* [About this exercise] Your task is to quote the records from their first line through the line containing "An example of", with nothing added or left out.

[Extracted data entries]
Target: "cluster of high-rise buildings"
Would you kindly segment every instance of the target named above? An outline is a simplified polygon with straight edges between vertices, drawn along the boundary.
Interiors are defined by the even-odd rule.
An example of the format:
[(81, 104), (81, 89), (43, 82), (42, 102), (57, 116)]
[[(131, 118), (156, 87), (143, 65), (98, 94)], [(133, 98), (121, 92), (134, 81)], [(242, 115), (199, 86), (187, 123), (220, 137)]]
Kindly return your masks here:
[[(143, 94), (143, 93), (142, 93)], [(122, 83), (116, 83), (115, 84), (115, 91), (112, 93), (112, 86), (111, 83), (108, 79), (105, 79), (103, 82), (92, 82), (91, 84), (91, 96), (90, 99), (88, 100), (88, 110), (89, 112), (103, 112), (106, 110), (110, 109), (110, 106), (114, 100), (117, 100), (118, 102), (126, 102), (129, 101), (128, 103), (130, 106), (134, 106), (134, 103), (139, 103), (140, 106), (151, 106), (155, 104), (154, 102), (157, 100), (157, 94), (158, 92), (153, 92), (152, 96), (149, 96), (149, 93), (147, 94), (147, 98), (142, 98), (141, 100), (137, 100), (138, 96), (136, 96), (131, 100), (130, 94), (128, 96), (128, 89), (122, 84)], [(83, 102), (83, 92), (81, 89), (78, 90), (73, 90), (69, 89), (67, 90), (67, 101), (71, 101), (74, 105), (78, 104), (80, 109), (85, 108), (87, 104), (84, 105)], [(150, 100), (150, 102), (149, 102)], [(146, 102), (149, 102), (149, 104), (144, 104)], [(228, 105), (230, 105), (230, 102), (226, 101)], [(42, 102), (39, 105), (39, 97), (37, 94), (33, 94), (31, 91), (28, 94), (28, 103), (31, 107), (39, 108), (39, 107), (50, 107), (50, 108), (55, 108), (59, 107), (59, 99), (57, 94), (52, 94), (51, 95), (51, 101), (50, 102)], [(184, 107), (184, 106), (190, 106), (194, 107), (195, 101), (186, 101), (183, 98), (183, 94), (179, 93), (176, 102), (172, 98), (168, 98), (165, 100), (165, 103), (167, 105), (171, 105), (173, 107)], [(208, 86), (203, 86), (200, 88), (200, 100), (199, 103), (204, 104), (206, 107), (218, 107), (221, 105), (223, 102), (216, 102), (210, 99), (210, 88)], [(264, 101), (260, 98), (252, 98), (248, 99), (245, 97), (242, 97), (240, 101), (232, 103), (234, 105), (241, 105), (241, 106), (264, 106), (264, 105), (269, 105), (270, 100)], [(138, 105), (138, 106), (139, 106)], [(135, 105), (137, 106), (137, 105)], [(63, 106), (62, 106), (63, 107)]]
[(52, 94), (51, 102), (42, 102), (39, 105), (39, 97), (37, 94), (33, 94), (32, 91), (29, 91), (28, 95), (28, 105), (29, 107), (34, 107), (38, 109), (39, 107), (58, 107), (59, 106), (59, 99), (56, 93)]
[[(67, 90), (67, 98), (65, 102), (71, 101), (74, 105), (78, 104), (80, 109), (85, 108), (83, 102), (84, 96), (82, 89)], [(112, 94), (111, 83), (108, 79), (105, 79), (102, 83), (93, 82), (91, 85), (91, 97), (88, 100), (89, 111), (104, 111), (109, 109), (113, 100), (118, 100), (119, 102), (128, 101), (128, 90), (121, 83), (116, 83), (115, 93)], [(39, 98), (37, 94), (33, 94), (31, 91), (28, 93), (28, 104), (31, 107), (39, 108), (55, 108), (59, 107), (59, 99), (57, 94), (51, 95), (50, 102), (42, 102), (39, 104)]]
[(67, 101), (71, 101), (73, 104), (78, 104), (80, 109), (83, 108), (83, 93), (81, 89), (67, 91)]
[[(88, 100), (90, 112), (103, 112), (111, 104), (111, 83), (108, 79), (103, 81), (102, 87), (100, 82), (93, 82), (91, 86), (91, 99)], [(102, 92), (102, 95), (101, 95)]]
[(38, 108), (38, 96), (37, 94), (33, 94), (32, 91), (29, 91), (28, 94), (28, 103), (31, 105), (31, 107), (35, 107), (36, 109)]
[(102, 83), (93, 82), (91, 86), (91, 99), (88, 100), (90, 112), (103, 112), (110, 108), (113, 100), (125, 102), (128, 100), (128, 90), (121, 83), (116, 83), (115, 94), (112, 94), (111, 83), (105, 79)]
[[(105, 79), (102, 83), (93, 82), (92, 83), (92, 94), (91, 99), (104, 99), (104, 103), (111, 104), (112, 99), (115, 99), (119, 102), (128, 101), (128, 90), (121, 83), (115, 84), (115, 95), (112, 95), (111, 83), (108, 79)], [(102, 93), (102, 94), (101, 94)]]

* [Result of this exercise]
Target: "cluster of high-rise buildings"
Would you kindly segment every instance of the target named above? An outline is a simplified polygon with straight edges between vertices, drawn along the boundary.
Interiors are defined by the even-odd rule.
An example of the format:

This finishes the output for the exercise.